Start of Dataset excerpts
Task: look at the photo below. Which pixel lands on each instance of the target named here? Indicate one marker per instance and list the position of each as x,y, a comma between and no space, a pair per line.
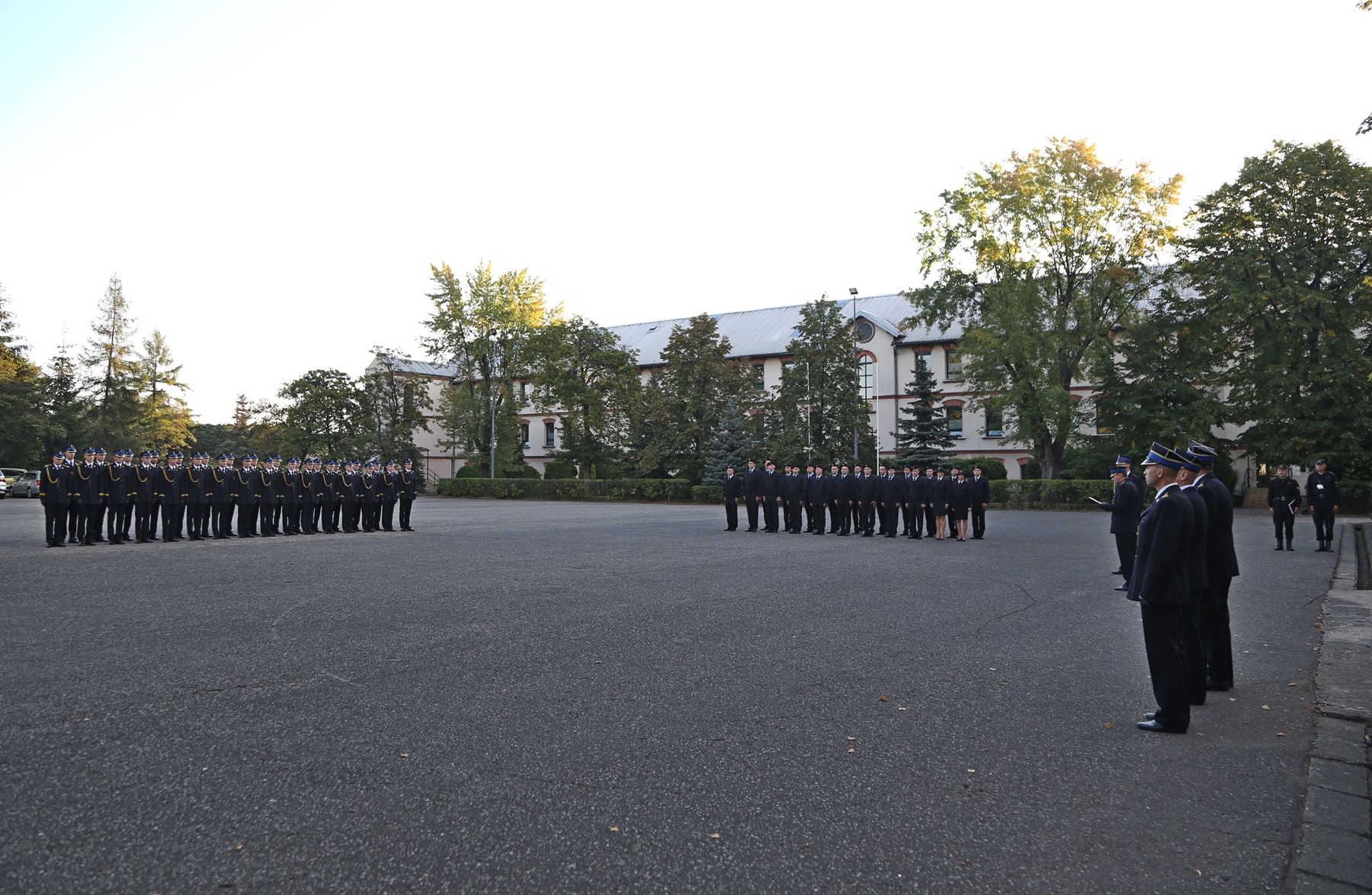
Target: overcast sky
272,180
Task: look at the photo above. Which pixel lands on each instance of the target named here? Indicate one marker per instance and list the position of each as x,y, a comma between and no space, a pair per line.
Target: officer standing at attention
411,489
1124,509
53,493
733,490
1283,502
1322,493
1221,567
979,489
1159,585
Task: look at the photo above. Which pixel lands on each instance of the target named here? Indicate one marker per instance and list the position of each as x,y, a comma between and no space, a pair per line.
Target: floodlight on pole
852,303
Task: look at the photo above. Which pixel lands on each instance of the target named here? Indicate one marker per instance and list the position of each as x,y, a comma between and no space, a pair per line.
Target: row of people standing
85,500
886,502
1180,573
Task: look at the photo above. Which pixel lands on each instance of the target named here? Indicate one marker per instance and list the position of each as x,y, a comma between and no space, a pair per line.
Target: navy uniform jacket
1284,493
980,490
1197,544
1221,560
1159,569
114,483
54,483
197,485
171,482
1124,508
146,482
1322,490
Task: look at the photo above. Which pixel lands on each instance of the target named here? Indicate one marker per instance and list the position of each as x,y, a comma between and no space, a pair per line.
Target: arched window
866,377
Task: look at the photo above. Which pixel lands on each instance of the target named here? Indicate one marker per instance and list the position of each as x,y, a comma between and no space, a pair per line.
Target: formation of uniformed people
888,502
1178,562
94,502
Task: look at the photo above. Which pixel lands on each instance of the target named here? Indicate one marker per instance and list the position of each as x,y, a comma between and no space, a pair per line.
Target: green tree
485,332
730,447
816,409
922,431
692,392
22,422
113,371
322,413
582,370
1037,260
1282,262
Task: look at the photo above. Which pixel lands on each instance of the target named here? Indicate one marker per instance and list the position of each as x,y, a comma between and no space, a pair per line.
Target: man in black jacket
752,492
1221,569
1283,502
980,495
1159,584
1322,493
1124,511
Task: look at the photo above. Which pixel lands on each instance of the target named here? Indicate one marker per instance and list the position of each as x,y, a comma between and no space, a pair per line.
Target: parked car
27,485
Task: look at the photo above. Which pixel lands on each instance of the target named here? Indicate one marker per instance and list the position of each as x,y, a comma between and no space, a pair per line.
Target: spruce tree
732,445
922,435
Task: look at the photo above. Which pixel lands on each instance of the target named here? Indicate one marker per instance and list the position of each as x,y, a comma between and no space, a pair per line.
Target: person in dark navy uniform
1124,509
1161,586
54,483
1283,502
1322,493
1221,569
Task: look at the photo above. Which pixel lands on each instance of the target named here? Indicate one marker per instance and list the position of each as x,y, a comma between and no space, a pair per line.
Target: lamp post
852,303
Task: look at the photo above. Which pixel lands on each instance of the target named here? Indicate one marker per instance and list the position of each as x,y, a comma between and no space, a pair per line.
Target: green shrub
991,467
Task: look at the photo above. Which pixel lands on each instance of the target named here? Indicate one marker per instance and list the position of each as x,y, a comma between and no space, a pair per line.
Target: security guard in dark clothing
1322,493
1159,584
54,482
1283,502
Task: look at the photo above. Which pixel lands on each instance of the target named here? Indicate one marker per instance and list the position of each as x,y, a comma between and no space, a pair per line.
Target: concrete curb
1334,843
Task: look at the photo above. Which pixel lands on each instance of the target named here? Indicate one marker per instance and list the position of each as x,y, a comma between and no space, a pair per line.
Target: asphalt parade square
598,698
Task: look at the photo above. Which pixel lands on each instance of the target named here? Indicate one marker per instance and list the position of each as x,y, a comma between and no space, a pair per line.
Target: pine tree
924,438
732,445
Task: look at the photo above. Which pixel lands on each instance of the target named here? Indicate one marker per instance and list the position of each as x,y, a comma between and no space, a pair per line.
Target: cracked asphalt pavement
600,698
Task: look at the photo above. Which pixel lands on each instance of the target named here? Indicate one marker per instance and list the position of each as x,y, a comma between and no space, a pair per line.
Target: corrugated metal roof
768,331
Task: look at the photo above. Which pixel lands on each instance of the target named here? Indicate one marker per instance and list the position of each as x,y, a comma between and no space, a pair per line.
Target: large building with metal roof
886,358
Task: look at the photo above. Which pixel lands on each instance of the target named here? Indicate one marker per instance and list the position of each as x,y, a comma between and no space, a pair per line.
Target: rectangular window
954,416
866,377
994,425
954,358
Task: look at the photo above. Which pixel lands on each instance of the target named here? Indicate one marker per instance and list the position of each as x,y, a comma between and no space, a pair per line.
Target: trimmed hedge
652,490
1049,493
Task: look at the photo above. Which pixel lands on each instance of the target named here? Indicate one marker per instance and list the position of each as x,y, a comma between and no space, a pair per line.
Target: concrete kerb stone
1334,847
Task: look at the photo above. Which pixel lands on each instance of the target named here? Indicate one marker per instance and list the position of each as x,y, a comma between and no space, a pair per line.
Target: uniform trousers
55,522
1283,518
1193,648
1214,632
1323,523
1162,643
1125,547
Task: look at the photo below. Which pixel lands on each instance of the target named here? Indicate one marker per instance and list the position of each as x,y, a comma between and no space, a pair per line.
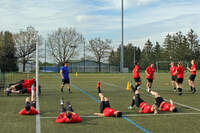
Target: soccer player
105,108
193,71
180,74
64,73
136,75
141,104
19,87
149,75
162,104
173,74
67,115
30,105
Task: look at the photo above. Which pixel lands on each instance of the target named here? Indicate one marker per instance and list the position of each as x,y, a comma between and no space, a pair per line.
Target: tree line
176,47
65,43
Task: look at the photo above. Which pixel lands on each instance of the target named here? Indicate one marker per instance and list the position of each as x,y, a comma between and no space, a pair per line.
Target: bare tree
26,44
100,48
63,44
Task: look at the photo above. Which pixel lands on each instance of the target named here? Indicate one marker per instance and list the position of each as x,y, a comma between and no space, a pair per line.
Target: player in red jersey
136,75
141,104
149,76
173,74
180,75
193,71
67,115
30,105
105,108
162,104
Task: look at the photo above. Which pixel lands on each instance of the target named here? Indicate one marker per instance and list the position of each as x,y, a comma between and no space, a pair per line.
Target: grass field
84,102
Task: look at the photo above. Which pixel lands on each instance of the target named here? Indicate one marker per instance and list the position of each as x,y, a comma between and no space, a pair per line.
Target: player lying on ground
67,115
162,104
141,104
105,108
30,105
21,87
193,71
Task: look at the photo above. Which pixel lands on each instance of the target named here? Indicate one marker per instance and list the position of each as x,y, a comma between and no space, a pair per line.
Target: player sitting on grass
30,106
67,115
162,104
141,104
105,108
21,87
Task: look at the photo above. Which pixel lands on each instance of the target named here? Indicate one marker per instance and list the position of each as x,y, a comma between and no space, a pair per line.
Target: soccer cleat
130,107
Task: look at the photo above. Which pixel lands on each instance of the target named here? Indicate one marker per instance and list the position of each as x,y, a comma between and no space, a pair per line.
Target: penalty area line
180,104
131,115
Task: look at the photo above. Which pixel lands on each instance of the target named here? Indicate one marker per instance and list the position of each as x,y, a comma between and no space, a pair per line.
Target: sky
143,19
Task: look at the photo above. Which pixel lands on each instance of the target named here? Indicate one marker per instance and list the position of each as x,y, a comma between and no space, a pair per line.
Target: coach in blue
64,73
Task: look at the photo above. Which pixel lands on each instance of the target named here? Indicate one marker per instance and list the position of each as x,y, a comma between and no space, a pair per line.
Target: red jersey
62,118
150,71
29,90
194,67
108,111
32,111
180,71
136,71
165,107
146,108
173,70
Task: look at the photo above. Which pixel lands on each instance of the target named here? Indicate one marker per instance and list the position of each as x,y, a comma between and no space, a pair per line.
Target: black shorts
150,80
66,81
103,105
18,87
173,78
159,100
137,79
192,77
179,80
138,100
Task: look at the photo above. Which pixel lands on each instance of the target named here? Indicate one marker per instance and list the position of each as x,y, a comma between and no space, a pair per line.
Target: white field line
134,115
180,104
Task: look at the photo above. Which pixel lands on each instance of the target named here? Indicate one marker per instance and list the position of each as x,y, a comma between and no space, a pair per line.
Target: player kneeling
67,115
162,104
30,106
105,108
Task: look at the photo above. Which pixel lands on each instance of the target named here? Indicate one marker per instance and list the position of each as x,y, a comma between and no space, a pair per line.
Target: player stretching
67,115
141,104
180,74
193,70
105,108
64,73
162,104
136,75
149,76
173,73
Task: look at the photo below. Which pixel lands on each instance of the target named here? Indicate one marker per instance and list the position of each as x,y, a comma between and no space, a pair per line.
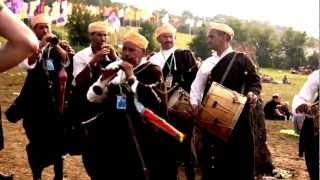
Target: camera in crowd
53,40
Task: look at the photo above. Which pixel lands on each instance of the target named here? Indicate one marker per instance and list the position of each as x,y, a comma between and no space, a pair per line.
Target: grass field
13,158
287,91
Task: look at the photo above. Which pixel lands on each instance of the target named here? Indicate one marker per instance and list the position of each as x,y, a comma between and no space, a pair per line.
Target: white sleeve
307,92
98,91
198,85
26,66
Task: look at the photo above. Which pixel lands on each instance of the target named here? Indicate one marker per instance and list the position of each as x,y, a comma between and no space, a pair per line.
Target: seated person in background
306,104
285,80
276,109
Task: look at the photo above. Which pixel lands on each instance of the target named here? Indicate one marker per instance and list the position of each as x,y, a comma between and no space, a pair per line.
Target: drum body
220,110
179,103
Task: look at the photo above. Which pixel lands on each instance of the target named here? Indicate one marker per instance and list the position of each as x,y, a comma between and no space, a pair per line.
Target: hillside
13,157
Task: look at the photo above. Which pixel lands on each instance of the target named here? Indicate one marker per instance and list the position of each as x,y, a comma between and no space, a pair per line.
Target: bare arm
21,41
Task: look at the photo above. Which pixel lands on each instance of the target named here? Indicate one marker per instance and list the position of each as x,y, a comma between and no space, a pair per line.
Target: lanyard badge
50,65
168,81
121,103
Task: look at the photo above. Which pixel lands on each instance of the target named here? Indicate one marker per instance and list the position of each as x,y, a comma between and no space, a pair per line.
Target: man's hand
34,57
46,39
112,52
303,108
252,99
99,56
195,110
127,68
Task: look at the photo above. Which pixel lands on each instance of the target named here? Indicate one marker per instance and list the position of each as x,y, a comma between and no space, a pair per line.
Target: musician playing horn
179,70
232,159
113,150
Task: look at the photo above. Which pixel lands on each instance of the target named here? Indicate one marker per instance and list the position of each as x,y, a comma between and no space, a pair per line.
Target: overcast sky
302,15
End of Dataset excerpts
Problem statement: How many lines in the entries above contain the string "roof"? Case counts. Reply with the number alone.

Result: 2